WHAT YOU SHOULD DO: Count the lines of the records below that contain the word "chin". Reply with the number alone.

MATERIAL TO PROCESS:
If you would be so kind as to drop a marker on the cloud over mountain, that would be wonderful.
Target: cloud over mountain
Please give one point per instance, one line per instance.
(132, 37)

--

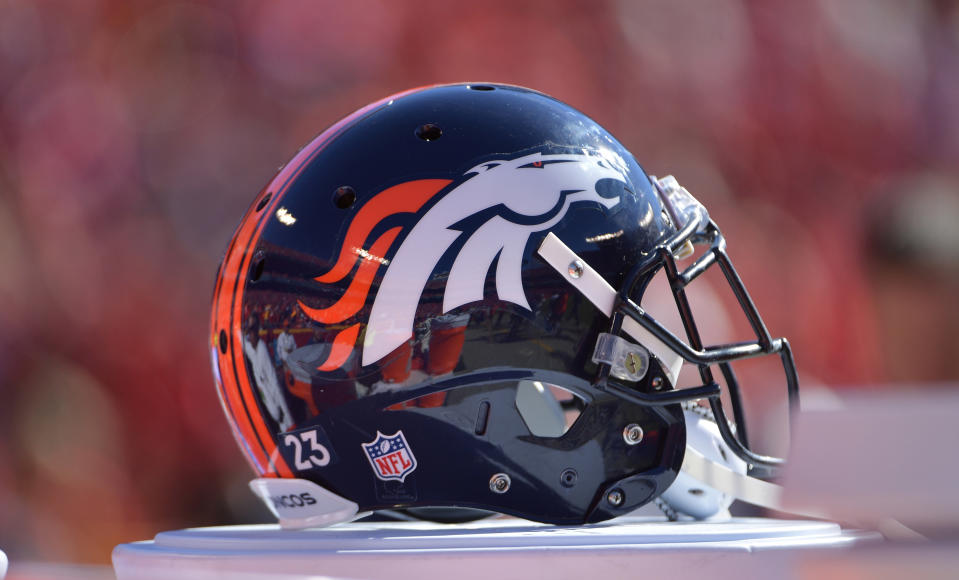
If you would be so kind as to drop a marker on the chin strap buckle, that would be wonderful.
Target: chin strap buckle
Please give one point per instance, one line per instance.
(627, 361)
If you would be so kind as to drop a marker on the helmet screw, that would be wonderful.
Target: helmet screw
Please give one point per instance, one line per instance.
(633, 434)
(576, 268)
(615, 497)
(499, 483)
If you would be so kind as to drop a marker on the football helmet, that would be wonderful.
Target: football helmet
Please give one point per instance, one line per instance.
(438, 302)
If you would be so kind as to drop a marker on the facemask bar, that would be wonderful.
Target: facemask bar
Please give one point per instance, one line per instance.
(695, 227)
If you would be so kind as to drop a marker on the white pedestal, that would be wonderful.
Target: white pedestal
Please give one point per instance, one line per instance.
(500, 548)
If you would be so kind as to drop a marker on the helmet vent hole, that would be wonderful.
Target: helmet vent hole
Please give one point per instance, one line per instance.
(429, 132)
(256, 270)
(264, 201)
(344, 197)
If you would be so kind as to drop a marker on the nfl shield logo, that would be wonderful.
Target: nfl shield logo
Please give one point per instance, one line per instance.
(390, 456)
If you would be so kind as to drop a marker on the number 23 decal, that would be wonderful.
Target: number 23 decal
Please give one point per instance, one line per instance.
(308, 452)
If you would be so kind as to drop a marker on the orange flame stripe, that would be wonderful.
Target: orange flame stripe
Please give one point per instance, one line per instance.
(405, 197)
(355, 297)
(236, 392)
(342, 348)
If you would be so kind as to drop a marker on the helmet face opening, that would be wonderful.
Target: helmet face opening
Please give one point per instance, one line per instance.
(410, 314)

SOLUTION: 2